**The task:** Please repeat every one of the records below word for word, leaving out the pictures.
-- start Source material --
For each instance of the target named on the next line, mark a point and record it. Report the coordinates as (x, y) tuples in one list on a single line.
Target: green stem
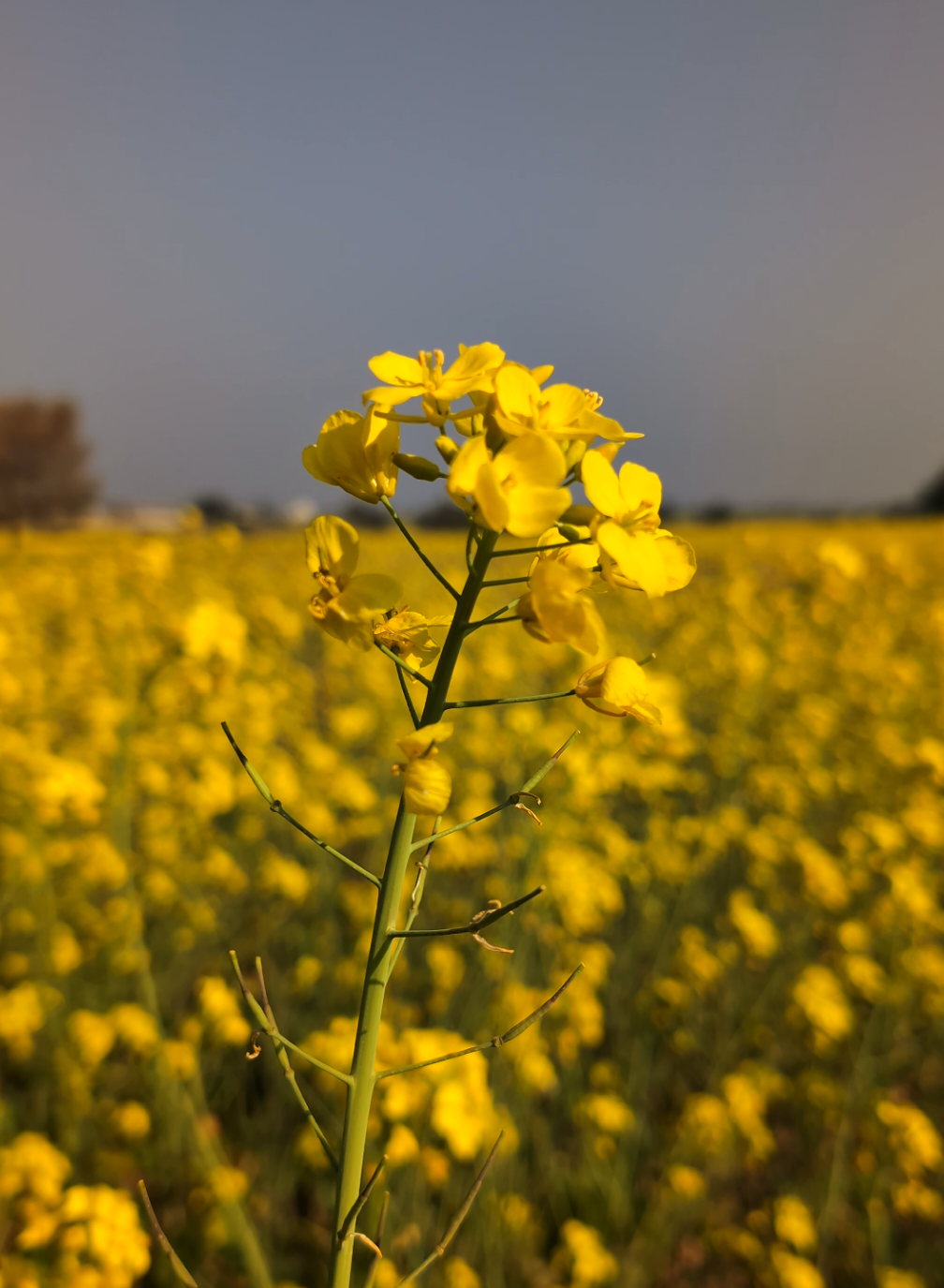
[(412, 542), (381, 952), (503, 703)]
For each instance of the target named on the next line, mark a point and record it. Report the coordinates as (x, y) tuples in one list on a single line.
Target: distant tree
[(43, 457), (931, 497)]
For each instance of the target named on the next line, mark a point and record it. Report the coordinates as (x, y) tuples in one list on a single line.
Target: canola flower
[(786, 813)]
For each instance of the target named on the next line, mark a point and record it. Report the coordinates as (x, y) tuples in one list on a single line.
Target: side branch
[(267, 1023), (275, 807), (456, 1221), (514, 1032), (478, 923), (409, 538)]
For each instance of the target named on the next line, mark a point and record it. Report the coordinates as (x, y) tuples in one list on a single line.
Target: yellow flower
[(346, 605), (618, 688), (514, 491), (356, 453), (563, 411), (635, 552), (424, 377), (426, 785), (407, 635), (555, 612)]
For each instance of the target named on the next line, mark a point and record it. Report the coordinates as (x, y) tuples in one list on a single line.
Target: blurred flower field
[(745, 1086)]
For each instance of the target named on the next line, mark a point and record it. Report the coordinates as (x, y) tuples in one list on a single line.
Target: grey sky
[(725, 216)]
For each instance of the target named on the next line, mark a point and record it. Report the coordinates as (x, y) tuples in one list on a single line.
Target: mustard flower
[(514, 490), (555, 611), (346, 605), (521, 406), (618, 688), (424, 377), (426, 783), (637, 553), (356, 452)]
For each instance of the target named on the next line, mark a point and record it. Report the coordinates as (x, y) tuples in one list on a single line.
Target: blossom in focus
[(562, 411), (424, 377), (407, 635), (515, 490), (618, 688), (637, 553), (555, 610), (356, 452), (346, 605), (426, 783)]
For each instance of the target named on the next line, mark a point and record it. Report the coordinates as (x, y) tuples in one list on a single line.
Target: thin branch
[(408, 701), (538, 550), (478, 923), (270, 1027), (409, 538), (377, 1236), (514, 799), (504, 703), (277, 807), (350, 1219), (456, 1221), (401, 663), (416, 896), (496, 617), (177, 1264), (514, 1032)]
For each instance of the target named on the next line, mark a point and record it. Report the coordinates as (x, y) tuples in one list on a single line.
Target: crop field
[(745, 1085)]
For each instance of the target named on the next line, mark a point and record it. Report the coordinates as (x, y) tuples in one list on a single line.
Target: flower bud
[(418, 466), (426, 787)]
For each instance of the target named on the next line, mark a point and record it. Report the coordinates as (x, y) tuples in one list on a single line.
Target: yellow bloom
[(562, 411), (346, 605), (514, 491), (618, 688), (407, 635), (424, 377), (356, 453), (426, 785), (635, 552), (555, 612)]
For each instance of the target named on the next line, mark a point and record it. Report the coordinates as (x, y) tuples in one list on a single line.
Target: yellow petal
[(600, 483), (517, 392), (639, 487), (397, 368), (532, 459), (490, 498), (332, 546), (531, 509)]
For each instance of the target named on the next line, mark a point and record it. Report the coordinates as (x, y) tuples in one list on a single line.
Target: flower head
[(356, 453), (555, 610), (635, 552), (618, 688), (424, 377), (514, 490), (346, 605), (562, 411)]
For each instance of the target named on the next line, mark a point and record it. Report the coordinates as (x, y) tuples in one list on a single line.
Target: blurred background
[(727, 218)]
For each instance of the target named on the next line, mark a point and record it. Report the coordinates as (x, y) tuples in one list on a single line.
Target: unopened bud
[(447, 449), (416, 466)]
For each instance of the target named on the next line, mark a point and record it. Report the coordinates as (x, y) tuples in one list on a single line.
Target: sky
[(725, 216)]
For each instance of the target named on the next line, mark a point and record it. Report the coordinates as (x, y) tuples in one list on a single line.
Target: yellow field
[(745, 1084)]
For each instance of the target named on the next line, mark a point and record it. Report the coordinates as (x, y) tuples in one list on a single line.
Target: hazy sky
[(725, 216)]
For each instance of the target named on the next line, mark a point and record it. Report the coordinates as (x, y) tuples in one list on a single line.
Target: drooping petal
[(397, 368), (490, 498), (332, 546), (600, 483)]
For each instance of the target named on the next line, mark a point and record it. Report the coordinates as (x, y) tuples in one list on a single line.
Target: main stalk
[(377, 972)]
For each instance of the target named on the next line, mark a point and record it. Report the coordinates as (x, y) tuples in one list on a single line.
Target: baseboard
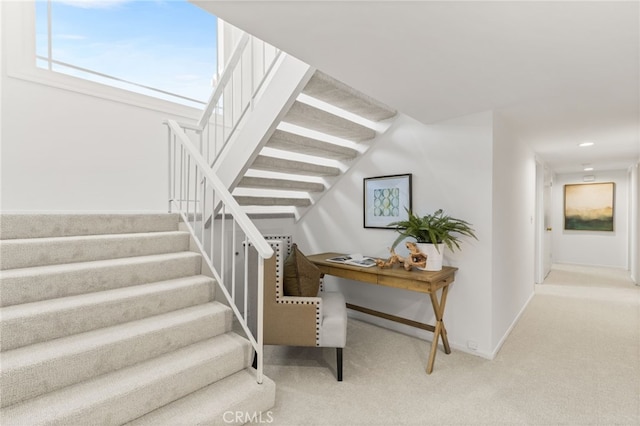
-- end Source material --
**Worked solution:**
For each instance of the target named on the next line, mark a point and record it. Report the coordinates as (x, y) tuples in one list on a single line.
Target: green stem
[(412, 542), (381, 952), (503, 703)]
For each instance of the target named on the next line, mark a point and record it. Report the coordinates as (x, y) tuples in one list on a single line.
Target: distant tree
[(43, 457), (931, 497)]
For each instance of the target named on the next line, mark a point and record it. Report the coordinates as (x, y) tuples in one list on a single line.
Target: canola flower
[(786, 813)]
For each instance of the target named on the next line, mark a point and record it. Report the coordinates as (x, y) tuples in one list on a single line.
Target: side branch
[(267, 1023), (275, 807), (456, 1221), (514, 1032), (478, 923), (409, 538)]
For each instance of the target named on the next line, mark a point and record it. Report the coordinates as (x, y) tuples in one list on a single line.
Target: yellow flower
[(346, 605), (618, 688), (514, 491), (356, 453), (563, 411), (635, 552), (424, 377), (426, 785), (407, 635), (555, 612)]
For each instance of the target named on the next line, mark a point and record it. Report the coordinates as (x, y) tuples in one list on a single line.
Target: blurred flower field
[(745, 1086)]
For each instance of the target named on the next line, mark a point and record it. Report the coordinates as (x, y) tuples in one list on a single line.
Target: grey sky
[(725, 216)]
For each instance of the target named on the next line, mark a point and record it. Report the coordinates as (x, y) tuples in one list on a single line.
Target: mustard flower
[(514, 490), (555, 611), (346, 605), (521, 406), (618, 688), (424, 377), (426, 783), (637, 553), (356, 452)]
For each instance of the target named on the next line, mark a point and record it. Report the coordinates as (x, y) tuples in one list on a single line.
Target: blossom in focus
[(562, 411), (424, 377), (407, 635), (515, 490), (618, 688), (637, 553), (555, 610), (356, 452), (346, 605), (426, 783)]
For each instance of the target named on the next line, mark a point and record it. Report the coordinates as (x, y) tuples in one list on a single line.
Target: thin branch
[(408, 701), (538, 550), (478, 923), (270, 1027), (409, 538), (377, 1236), (514, 799), (504, 703), (277, 807), (350, 1219), (456, 1221), (401, 663), (416, 896), (496, 617), (177, 1264), (514, 1032)]
For each instance of the target named on the next line, mark a point and record it. Report the coordinates as (x, y) tuples in one list on a single line.
Target: crop field
[(745, 1085)]
For each instance of the target named on the next line, mark a point and record it. Report the coordinates as (x, y) tuples in one list on a single line.
Target: flower bud
[(418, 466), (426, 787)]
For each instance of the target named on the next line, mark a point and record it. Report the coordinates as (x, y) tuples in one list on a single line.
Target: yellow bloom
[(562, 411), (346, 605), (514, 491), (618, 688), (407, 635), (424, 377), (356, 453), (426, 785), (635, 552), (555, 612)]
For each instance of the target named on the next line, mark a point and record it. Report the coordinates as (x, y) tuples in one list on a single line.
Target: yellow petal
[(600, 483), (517, 392), (639, 487), (397, 368), (532, 459), (490, 498), (332, 546), (531, 509)]
For each instance of the target named on the next line, mark a point and record it. Report the coordinates as (x, y) tuples in one list on a single line.
Target: flower head
[(356, 453), (555, 610), (635, 552), (618, 688), (424, 377), (514, 490), (346, 605), (562, 411)]
For each instance of the target named on the next line, mark a point and record it. Report the coordinates as (x, y) tuples in one list on a single line.
Target: blurred background
[(727, 218)]
For each instance of the target named on the next line, mark a point and record it. Report the coordinates as (x, y) tuples in one list on a single line.
Target: unopened bud
[(447, 449), (416, 466)]
For each instance of the target named on the next line, mark a point and record it. Report the coordinates as (x, y) tuples in one list on a single line.
Target: sky
[(725, 216)]
For each instance of the target named on the next line, mark a point and record it. Report the coordinates as (x, y) tuples in one list on a single line.
Target: yellow field
[(745, 1084)]
For each instance of the target named on the next line, mark a point and record it. Report the coordinates as (x, y) tuples in one list on a single line.
Target: hazy sky
[(725, 216)]
For each instance of the target named on the next line, mark a point and record it. Report the coordinates as (x, y) tuples in one list on a single line.
Target: drooping petal
[(397, 368), (490, 498), (332, 546), (600, 483)]
For each instance of the target named on the next line, mark a point and record it. Report the coordinates as (x, y) tuples in one list on a single line.
Target: main stalk
[(377, 972)]
For each instance of the target named on the next line, mark a point and record it. Report the coordinates as (x, y) tuples in one list on a single line.
Target: baseboard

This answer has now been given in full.